- Exercise description -
Write out, word for word, the portion of the catalogue description of the 1651 Trattato della pittura that starts at "The work is" and ends at "and male nudes.".

>> begin Excerpted passage

LEONARDO DA VINCI. Trattato della pittura di Leonardo Da Vinci. Edited by Raphael du Fresne. , 58, 61-64, 63-112,  pp. Illustrated with engraved additional title-page with portrait of Leonardo, large vignette on title-page, dedication headpiece of Queen Christina of Sweden, 9 engraved head-and tailpieces, 3 engraved initials and 57 in text engravings of drawings and diagrams. Paris: Langlois, 1651. BOUND WITH:
Leon Battista ALBERTI. Della pittura. Della statua. Edited by Raphael du Fresne. , 62 pp. Illustrated with engraved title-page vignettes, engraved portrait of Alberti, 9 engraved head- and tailpieces, 4 engraved initials and 16 in-text engravings. Folio, 383 x 270 mm, bound in contemporary French calf, red morocco spine label stamped in gilt. [Paris: Langlois, 1651].
Ad 1: First Edition of "The most important document in the whole history of art" (Kenneth Clark). Although abbreviated, "the history of the influence of Leonardo's theory of art begins officially with the appearance of this publication" (Pedretti I, p. 14). Leonardo's writings on painting, among the most remarkable from any era, were never edited by Leonardo himself into a single coherent book.
The above volume is critical to the reconstruction of his definitive statement on the subject. This first edition was the outcome of the scholarship in Rome of Cardinal Barberini and his secretary Cassiano dal Pozzo, whose project began in 1640 but did not result in any publication.
The work is illustrated throughout with reproductions of Leonardo's drawings (now lost, but preserved in MS copies originally made by Francesco Melzi). "For reasons unknown Leonardo's Trattato was not published in the sixteenth century. When Melzi died in or about 1570, his compilation was no longer in his hands. At that time MS copies of an abridged version of his compilation were circulating in Italy, and it was one of them that was published in Paris in 1651" (Pedretti). Another important feature of this first edition is that diagrams and engraved vignettes were executed after Nicolas Poussin, including a series of anatomical studies and male nudes.

>> end Excerpted passage
>> begin Record extracts

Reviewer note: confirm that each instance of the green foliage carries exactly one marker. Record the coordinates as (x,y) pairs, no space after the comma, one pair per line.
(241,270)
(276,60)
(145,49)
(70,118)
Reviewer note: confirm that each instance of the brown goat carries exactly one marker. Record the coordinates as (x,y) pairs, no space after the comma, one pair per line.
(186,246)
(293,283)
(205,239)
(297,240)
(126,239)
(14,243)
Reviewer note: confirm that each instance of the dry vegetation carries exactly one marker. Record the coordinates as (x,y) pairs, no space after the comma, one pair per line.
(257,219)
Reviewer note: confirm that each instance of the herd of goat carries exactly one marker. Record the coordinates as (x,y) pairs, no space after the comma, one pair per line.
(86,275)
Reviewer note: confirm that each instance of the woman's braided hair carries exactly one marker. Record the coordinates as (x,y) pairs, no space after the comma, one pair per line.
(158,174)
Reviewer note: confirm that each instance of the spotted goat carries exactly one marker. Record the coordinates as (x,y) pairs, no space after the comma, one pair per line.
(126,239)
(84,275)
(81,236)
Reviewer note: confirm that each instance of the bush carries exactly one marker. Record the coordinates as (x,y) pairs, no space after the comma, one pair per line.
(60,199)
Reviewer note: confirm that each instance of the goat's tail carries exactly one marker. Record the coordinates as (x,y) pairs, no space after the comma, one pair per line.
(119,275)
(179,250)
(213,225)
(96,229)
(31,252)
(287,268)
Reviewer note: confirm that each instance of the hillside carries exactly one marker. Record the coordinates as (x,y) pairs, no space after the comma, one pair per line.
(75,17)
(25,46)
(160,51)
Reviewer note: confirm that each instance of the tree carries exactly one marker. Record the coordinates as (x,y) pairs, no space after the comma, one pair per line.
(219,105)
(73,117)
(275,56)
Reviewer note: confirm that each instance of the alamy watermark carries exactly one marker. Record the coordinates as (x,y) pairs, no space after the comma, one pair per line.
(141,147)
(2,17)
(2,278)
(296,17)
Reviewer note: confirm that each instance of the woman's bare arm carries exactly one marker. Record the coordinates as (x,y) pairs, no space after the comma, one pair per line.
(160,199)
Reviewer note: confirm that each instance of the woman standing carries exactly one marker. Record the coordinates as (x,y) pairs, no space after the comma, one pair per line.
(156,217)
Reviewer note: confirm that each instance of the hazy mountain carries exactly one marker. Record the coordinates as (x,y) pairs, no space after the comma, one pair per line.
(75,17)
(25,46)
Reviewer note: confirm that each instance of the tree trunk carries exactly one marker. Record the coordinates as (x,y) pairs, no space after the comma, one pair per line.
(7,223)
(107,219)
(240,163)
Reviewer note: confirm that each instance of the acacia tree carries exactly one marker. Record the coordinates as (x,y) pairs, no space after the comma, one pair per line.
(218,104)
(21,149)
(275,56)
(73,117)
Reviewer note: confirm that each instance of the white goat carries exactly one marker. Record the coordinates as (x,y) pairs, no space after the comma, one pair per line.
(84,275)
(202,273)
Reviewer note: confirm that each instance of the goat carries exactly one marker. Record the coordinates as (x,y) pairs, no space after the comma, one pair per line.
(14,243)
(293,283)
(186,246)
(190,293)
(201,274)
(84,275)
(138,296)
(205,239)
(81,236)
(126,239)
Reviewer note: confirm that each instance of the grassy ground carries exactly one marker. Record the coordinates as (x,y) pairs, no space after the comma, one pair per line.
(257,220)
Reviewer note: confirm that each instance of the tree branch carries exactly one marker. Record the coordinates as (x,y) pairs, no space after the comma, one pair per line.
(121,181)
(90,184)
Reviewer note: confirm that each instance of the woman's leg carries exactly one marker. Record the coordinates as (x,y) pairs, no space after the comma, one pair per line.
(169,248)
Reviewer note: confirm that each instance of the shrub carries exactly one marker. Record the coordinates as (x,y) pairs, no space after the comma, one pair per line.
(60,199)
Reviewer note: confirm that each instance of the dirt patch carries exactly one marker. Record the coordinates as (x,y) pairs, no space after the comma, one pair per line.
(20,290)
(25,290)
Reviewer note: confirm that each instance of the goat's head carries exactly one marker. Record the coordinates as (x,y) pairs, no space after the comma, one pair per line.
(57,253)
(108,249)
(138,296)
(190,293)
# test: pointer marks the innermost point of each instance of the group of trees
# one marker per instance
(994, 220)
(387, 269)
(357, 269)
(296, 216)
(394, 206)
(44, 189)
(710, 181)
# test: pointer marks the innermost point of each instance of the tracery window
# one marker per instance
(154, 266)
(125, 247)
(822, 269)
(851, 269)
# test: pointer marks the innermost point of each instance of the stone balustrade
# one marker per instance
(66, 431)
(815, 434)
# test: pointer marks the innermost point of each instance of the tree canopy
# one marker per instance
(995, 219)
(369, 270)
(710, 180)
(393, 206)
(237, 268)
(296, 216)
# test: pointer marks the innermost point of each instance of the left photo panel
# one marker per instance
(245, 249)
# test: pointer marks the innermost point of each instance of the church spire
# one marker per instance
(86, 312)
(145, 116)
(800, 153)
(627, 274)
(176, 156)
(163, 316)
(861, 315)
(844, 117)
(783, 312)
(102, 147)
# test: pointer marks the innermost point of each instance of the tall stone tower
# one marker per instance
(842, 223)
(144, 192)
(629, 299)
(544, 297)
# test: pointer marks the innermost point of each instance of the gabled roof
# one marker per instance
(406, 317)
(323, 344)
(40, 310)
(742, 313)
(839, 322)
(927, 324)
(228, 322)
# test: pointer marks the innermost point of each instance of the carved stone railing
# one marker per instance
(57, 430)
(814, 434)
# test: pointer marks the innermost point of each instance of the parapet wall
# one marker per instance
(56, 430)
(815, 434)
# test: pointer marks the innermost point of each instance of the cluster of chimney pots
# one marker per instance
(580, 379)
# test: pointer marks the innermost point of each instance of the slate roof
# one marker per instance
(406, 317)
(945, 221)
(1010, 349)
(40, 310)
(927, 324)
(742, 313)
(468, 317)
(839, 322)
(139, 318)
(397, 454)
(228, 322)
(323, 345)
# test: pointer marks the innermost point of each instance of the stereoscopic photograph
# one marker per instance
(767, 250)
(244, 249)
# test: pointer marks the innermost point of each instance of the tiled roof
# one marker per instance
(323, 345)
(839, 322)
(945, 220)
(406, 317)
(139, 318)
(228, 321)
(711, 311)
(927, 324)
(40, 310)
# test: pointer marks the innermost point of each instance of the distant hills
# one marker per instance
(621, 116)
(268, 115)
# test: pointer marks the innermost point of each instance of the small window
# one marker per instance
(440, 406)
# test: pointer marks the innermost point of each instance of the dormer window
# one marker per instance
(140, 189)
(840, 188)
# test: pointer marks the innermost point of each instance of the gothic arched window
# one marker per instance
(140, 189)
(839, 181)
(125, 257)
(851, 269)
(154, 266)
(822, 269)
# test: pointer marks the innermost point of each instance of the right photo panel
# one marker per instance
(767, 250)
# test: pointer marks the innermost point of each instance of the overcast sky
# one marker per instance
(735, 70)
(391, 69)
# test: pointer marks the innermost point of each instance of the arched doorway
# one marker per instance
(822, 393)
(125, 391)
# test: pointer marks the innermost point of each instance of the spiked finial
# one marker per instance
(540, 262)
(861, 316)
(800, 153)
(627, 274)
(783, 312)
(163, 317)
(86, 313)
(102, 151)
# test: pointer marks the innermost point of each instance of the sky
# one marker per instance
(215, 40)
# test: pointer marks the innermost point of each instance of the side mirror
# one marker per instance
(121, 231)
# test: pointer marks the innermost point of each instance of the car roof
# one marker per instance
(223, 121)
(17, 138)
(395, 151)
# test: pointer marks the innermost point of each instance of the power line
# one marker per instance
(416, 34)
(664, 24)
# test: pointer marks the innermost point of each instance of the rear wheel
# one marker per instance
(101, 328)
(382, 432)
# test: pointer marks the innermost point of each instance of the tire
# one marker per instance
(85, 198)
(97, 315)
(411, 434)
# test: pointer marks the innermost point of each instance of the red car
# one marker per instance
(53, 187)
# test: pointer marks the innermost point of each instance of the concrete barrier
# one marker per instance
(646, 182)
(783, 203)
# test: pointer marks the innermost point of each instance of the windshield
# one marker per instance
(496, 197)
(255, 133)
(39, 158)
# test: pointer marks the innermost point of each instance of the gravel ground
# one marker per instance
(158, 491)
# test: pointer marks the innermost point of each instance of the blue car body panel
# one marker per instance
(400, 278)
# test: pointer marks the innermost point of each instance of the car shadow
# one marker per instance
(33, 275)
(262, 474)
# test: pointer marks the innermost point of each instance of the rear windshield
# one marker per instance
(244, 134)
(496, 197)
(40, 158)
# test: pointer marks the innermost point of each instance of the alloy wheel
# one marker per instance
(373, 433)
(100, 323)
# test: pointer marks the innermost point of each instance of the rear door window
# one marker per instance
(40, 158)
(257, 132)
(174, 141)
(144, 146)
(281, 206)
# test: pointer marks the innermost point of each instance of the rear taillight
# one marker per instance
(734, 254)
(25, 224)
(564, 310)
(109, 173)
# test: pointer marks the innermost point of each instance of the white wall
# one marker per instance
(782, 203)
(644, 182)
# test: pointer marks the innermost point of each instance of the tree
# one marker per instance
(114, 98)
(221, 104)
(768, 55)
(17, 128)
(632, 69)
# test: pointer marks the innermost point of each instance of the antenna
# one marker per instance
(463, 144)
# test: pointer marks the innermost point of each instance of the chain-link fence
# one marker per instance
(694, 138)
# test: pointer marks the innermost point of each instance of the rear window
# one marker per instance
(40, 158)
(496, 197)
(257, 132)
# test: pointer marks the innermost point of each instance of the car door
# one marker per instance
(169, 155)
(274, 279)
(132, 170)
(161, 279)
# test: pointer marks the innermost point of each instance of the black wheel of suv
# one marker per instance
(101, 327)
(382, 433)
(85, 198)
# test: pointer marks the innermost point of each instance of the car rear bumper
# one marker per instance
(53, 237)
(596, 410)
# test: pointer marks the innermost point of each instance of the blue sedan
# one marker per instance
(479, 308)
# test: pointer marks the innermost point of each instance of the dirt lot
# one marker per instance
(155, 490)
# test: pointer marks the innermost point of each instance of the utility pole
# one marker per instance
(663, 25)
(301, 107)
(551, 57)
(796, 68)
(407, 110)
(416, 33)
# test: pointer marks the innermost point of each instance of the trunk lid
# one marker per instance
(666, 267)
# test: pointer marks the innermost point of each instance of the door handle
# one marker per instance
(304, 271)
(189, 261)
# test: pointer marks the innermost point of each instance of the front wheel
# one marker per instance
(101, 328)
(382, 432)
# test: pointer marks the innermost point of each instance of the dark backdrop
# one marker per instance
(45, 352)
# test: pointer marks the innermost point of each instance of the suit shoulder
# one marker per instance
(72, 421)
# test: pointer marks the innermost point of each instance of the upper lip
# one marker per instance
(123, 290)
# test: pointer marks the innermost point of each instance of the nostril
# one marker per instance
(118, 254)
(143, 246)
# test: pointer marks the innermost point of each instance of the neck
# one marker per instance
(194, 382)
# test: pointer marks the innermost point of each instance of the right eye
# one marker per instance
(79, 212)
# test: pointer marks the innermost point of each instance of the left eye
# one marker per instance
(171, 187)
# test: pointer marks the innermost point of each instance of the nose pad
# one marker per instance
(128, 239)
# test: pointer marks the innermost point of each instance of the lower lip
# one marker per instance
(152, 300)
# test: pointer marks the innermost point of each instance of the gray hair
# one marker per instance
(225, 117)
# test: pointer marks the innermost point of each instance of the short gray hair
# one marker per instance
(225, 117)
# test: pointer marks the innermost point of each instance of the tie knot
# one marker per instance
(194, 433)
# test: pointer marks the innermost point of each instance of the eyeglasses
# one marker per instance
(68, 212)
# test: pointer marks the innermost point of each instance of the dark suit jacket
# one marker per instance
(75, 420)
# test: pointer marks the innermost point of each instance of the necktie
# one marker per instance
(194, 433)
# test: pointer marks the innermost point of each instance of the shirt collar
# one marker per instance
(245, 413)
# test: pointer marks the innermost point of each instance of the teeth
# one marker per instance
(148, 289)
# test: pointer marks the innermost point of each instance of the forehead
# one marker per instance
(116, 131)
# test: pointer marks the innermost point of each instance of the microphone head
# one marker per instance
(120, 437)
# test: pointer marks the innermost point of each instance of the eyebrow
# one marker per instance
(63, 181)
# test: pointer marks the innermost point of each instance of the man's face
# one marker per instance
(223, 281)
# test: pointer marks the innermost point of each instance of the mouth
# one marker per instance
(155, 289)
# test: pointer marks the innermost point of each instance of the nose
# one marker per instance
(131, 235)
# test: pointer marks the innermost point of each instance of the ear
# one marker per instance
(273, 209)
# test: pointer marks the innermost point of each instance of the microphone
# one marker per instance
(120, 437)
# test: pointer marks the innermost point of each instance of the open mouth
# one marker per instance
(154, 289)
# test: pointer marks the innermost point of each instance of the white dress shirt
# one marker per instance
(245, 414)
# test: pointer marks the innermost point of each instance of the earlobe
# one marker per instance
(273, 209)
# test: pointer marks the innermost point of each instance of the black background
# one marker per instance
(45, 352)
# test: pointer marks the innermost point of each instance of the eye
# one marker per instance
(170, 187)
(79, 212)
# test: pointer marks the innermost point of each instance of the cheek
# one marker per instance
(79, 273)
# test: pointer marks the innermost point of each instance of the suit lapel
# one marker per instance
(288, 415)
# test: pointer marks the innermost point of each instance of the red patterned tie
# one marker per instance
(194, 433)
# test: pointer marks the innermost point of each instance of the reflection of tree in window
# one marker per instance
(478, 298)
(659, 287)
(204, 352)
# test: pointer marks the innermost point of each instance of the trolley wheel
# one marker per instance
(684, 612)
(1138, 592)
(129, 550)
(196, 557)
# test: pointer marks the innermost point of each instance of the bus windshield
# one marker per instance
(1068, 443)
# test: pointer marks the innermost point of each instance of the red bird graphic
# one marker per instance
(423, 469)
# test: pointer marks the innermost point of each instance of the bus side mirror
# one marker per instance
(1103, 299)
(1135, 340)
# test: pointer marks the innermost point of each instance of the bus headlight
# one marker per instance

>> end Record extracts

- Result -
The work is illustrated throughout with reproductions of Leonardo's drawings (now lost, but preserved in MS copies originally made by Francesco Melzi). "For reasons unknown Leonardo's Trattato was not published in the sixteenth century. When Melzi died in or about 1570, his compilation was no longer in his hands. At that time MS copies of an abridged version of his compilation were circulating in Italy, and it was one of them that was published in Paris in 1651" (Pedretti). Another important feature of this first edition is that diagrams and engraved vignettes were executed after Nicolas Poussin, including a series of anatomical studies and male nudes.